→ What to produce: Line by line, give the data again exactly as it appears, but without pictures.

→ Data for the task:

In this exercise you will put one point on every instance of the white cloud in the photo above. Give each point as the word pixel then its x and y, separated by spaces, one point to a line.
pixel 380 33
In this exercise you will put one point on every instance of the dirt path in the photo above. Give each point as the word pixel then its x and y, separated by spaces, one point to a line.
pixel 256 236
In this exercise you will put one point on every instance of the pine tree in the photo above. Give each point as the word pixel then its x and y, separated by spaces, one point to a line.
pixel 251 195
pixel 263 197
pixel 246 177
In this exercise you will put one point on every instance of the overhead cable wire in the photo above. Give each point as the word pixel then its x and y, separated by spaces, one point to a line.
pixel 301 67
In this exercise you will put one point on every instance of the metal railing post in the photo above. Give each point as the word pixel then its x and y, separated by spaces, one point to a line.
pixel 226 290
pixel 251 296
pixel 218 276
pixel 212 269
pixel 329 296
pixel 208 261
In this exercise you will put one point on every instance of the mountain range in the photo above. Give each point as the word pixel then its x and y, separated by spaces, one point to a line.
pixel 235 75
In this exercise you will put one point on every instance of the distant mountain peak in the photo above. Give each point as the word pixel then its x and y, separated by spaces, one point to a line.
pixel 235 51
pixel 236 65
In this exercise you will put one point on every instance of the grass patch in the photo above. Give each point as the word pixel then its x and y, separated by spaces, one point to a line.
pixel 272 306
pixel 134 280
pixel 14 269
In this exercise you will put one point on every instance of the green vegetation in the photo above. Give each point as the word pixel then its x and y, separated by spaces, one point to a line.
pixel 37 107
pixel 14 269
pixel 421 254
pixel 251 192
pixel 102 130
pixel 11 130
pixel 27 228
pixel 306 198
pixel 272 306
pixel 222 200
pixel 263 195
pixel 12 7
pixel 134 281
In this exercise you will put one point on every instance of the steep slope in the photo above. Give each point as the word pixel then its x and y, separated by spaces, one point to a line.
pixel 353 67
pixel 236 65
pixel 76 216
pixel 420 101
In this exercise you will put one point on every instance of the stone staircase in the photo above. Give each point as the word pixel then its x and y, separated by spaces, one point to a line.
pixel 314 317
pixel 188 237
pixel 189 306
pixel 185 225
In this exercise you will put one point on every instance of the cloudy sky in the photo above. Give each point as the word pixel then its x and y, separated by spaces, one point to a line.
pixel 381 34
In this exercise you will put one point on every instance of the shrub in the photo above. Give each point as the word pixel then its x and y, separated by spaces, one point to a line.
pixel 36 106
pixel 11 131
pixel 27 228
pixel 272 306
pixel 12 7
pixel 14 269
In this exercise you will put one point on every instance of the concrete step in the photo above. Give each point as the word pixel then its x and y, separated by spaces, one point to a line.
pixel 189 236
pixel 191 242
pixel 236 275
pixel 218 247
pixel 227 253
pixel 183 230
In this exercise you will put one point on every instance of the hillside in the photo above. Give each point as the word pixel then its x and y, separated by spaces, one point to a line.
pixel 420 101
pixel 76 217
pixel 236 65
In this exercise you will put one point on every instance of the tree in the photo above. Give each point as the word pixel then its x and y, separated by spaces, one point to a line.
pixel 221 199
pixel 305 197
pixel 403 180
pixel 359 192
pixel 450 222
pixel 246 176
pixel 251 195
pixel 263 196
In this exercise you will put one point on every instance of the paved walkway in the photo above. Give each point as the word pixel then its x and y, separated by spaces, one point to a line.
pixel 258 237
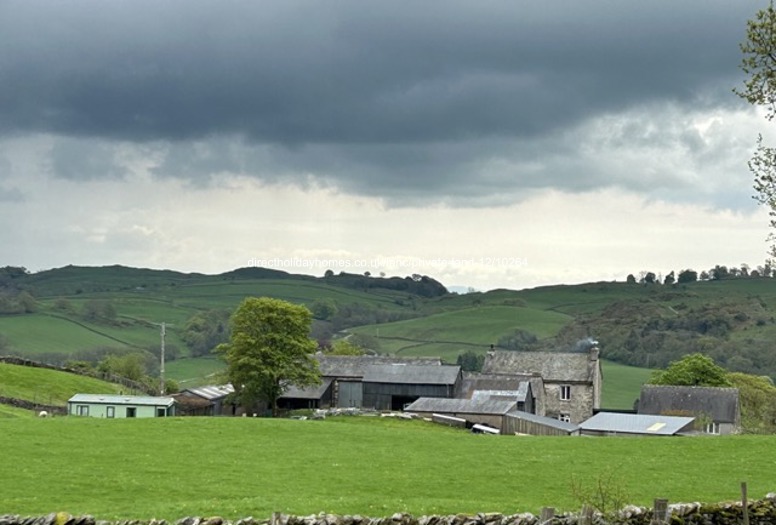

→ Result below:
In this exercise you will put one point on every instance of the white cloud in the photo above. Give each point as the word pixel then its x and y, separated by spaces, one point to a line.
pixel 380 33
In this exercise you will put one point on every instance of the dirt path in the photo above. Give each point as the word pixel then its x and y, separated by spaces, one point to a line.
pixel 256 236
In this exercise you will put one point on every instance of the pine tree in the photo above. Give each point as the word pixel then its x and y, separated by spaces, one point to a line.
pixel 251 195
pixel 263 197
pixel 246 177
In this exercise you will put one point on every instance of the overhead cable wire in the photo above. Give each point as the word pixel then its x and y, separated by spaces, one point to a line.
pixel 301 67
In this exercise you will put one point on every instance of the metal railing post in the photo above. Give each point as the word pixel then its x and y, separated by spaces, one point to a line.
pixel 226 290
pixel 251 296
pixel 218 276
pixel 212 269
pixel 329 296
pixel 208 261
In this exercise you will put one point on every instance of the mountain range in the photo above. Give each point as the word pixel then its x and y, separated by spaces, one point to a line.
pixel 235 75
In this exercise you will put one point on every instance of the distant mountain peak in the photo above. Give each point as the word pixel then its x and y, separated by spaces, one point to a line.
pixel 235 51
pixel 236 65
In this exercise you will put one point on every instance of the grass patch in the photo above. Give each point as the word pixel then its x and y, separated by spaces, one point to a line.
pixel 272 306
pixel 134 280
pixel 14 269
In this exercise you will put one point on every instance of the green vegetation in the photo above. Give each point as the word pixel then its x and y, separated by spaces, one point to a line.
pixel 37 107
pixel 14 269
pixel 421 254
pixel 251 192
pixel 102 130
pixel 11 130
pixel 27 228
pixel 306 198
pixel 272 306
pixel 222 200
pixel 263 195
pixel 12 7
pixel 134 281
In this exercise you will put one point on every instance of the steep slope in the photo above. Give each point as the word pixel then its x and y, separated by spaces, one point to a line.
pixel 353 67
pixel 236 65
pixel 76 216
pixel 420 101
In this exercise you will put one point on every instance of the stone staircase in the photo above. Give each point as the word pixel then its x and y, separated by spaces, one point to a line.
pixel 314 317
pixel 188 237
pixel 189 306
pixel 185 225
In this exercise you will put one point on every instance of the cloudy sky in the photo above. Give each point as the word pixel then its x and y, separated by spaces, one point to a line.
pixel 381 34
In this exercise you will put one point on every instance of the shrub in the photo above. Give each point as the word pixel then its x and y, separated by spaces, one point to a line.
pixel 36 106
pixel 11 131
pixel 27 228
pixel 272 306
pixel 12 7
pixel 14 269
In this exercise you will put one point on every instance of the concrete step in the photo above. Give each point as the word pixel then its x and y, separated by spaces, one point to a line.
pixel 189 236
pixel 191 242
pixel 236 275
pixel 218 247
pixel 227 253
pixel 183 230
In this exercise you will put one point on every instance of the hillside in the photo above. Give each point as the word pixel then its x and y, separated by spaces, one point to a line.
pixel 420 101
pixel 76 217
pixel 236 65
In this exercise you will put one point on every instance of the tree in the photo above. Give each point as the word pixel then its x and y, separated by spaces, one point to a line.
pixel 221 199
pixel 305 197
pixel 403 180
pixel 359 192
pixel 450 222
pixel 246 176
pixel 251 195
pixel 263 196
In this exercise you will put one point on every instance of the paved walkway in the photo above. Give each point as the word pixel then its x and y, separated by spaces, one point to a line.
pixel 258 237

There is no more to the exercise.